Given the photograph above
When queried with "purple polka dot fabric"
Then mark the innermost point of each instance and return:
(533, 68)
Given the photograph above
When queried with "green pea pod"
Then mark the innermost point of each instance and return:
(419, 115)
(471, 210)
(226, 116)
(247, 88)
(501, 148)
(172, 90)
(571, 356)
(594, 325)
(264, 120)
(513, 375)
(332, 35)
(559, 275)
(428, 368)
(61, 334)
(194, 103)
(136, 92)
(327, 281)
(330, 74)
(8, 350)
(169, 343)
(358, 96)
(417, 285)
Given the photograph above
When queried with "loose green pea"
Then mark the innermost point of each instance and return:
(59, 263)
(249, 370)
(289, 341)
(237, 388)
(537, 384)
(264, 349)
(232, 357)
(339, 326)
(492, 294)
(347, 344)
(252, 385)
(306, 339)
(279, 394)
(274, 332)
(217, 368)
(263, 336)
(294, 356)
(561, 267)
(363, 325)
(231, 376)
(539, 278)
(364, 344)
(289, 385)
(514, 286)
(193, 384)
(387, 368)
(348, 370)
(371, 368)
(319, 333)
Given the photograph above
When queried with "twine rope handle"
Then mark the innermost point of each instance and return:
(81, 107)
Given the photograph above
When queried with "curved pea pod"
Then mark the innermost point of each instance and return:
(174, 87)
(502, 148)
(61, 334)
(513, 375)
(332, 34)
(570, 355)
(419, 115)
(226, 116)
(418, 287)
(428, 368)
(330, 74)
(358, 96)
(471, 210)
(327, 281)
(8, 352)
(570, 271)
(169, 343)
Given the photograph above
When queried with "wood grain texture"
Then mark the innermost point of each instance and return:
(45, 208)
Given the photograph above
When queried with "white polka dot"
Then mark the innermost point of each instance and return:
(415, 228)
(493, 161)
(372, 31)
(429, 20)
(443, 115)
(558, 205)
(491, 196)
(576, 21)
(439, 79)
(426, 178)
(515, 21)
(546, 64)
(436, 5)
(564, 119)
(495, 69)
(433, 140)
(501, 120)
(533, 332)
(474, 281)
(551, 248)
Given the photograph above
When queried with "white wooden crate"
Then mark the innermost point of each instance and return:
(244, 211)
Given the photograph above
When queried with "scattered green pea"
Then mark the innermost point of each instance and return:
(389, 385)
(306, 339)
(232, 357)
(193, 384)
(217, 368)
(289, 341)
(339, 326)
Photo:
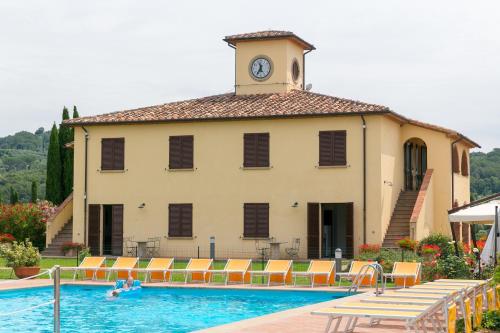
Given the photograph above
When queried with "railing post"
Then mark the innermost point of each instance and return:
(57, 299)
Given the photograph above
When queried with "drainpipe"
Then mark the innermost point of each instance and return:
(304, 69)
(364, 178)
(453, 194)
(85, 188)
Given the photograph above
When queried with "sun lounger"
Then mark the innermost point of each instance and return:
(405, 274)
(158, 269)
(198, 269)
(124, 267)
(235, 271)
(354, 270)
(318, 272)
(90, 267)
(277, 271)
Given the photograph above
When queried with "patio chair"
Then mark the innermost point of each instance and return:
(293, 251)
(158, 269)
(355, 269)
(124, 267)
(198, 269)
(90, 266)
(153, 247)
(236, 271)
(279, 271)
(404, 274)
(318, 272)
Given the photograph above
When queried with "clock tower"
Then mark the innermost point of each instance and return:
(268, 61)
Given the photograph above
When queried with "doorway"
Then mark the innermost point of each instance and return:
(415, 163)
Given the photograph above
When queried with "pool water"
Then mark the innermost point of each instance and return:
(87, 309)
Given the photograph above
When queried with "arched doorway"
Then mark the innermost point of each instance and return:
(415, 166)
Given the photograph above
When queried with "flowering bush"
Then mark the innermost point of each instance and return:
(21, 254)
(6, 238)
(369, 248)
(431, 249)
(407, 244)
(67, 246)
(26, 221)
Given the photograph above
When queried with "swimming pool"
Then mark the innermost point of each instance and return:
(86, 309)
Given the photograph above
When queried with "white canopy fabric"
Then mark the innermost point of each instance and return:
(488, 253)
(480, 214)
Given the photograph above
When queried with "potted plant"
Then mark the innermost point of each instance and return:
(23, 257)
(6, 239)
(70, 249)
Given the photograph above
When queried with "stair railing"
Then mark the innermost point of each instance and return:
(363, 272)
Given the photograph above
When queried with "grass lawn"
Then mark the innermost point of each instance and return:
(71, 262)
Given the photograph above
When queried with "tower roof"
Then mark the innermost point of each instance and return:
(268, 34)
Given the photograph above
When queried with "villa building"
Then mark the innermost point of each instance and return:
(270, 160)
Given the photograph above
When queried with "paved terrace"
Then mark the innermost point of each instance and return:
(294, 320)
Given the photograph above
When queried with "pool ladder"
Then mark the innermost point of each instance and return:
(363, 272)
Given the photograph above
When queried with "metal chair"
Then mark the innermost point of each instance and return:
(129, 247)
(293, 251)
(153, 247)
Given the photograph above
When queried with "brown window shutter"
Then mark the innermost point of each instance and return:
(181, 152)
(339, 148)
(180, 220)
(256, 150)
(256, 220)
(332, 148)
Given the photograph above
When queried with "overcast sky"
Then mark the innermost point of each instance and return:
(435, 61)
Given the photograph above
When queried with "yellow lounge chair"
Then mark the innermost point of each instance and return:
(278, 271)
(354, 270)
(235, 271)
(158, 269)
(90, 267)
(318, 272)
(124, 267)
(198, 269)
(405, 274)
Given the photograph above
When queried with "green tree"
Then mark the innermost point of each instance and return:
(14, 197)
(65, 137)
(34, 191)
(53, 181)
(75, 112)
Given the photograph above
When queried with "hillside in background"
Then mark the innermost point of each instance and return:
(23, 159)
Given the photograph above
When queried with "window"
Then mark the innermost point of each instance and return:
(112, 154)
(256, 150)
(180, 220)
(256, 220)
(465, 164)
(181, 152)
(332, 148)
(454, 160)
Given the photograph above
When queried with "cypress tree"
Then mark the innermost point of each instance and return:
(34, 191)
(14, 197)
(75, 112)
(65, 137)
(54, 179)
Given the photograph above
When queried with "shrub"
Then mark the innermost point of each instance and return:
(21, 254)
(491, 320)
(453, 267)
(444, 242)
(26, 221)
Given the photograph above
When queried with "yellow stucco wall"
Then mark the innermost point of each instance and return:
(218, 187)
(281, 52)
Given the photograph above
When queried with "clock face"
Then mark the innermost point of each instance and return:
(260, 68)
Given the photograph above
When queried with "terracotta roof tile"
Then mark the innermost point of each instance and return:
(231, 106)
(268, 34)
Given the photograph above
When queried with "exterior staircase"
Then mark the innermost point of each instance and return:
(63, 236)
(399, 227)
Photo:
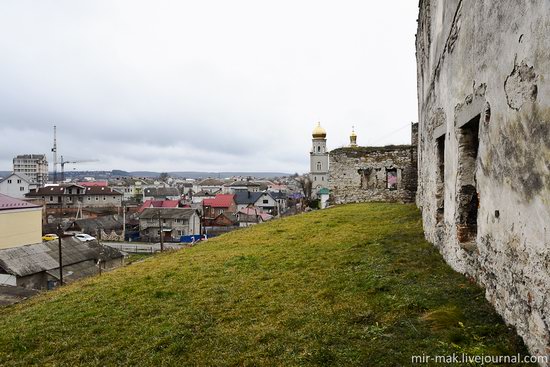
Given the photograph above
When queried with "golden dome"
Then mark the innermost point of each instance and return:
(319, 132)
(353, 138)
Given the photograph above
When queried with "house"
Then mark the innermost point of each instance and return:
(17, 185)
(210, 185)
(251, 216)
(233, 187)
(282, 200)
(158, 204)
(225, 219)
(267, 203)
(221, 203)
(175, 223)
(107, 227)
(132, 191)
(75, 196)
(323, 195)
(200, 196)
(262, 200)
(20, 222)
(37, 266)
(161, 193)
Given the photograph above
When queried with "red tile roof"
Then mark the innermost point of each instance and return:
(158, 204)
(220, 201)
(94, 183)
(101, 190)
(9, 203)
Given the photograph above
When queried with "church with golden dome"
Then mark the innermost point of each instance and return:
(319, 169)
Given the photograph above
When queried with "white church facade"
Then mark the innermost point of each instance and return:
(319, 169)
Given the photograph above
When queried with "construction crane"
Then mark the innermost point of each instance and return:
(54, 150)
(64, 162)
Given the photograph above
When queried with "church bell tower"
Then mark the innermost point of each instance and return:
(319, 159)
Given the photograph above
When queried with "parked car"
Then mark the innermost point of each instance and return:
(49, 237)
(84, 237)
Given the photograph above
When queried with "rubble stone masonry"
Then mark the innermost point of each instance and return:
(366, 174)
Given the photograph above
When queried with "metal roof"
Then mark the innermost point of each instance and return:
(32, 259)
(167, 213)
(9, 203)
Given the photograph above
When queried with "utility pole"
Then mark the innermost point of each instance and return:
(123, 222)
(54, 150)
(59, 235)
(161, 229)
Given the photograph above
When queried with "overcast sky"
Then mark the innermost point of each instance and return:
(203, 85)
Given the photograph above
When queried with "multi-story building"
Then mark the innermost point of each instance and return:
(20, 222)
(17, 185)
(74, 196)
(35, 166)
(173, 222)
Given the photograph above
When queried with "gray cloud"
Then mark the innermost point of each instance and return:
(214, 85)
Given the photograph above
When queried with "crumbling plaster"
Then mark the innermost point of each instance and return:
(491, 58)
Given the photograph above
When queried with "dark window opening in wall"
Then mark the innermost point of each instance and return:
(391, 178)
(468, 201)
(440, 183)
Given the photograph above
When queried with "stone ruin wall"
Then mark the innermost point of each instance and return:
(484, 150)
(359, 174)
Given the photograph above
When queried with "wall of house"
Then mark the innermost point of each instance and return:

* WHAT THE TASK REQUIRES
State how many lines in the records above contain the string "doorway", treating uppercase and lowercase as different. Reply with the number alone.

* RESULT FOR THIS EXERCISE
2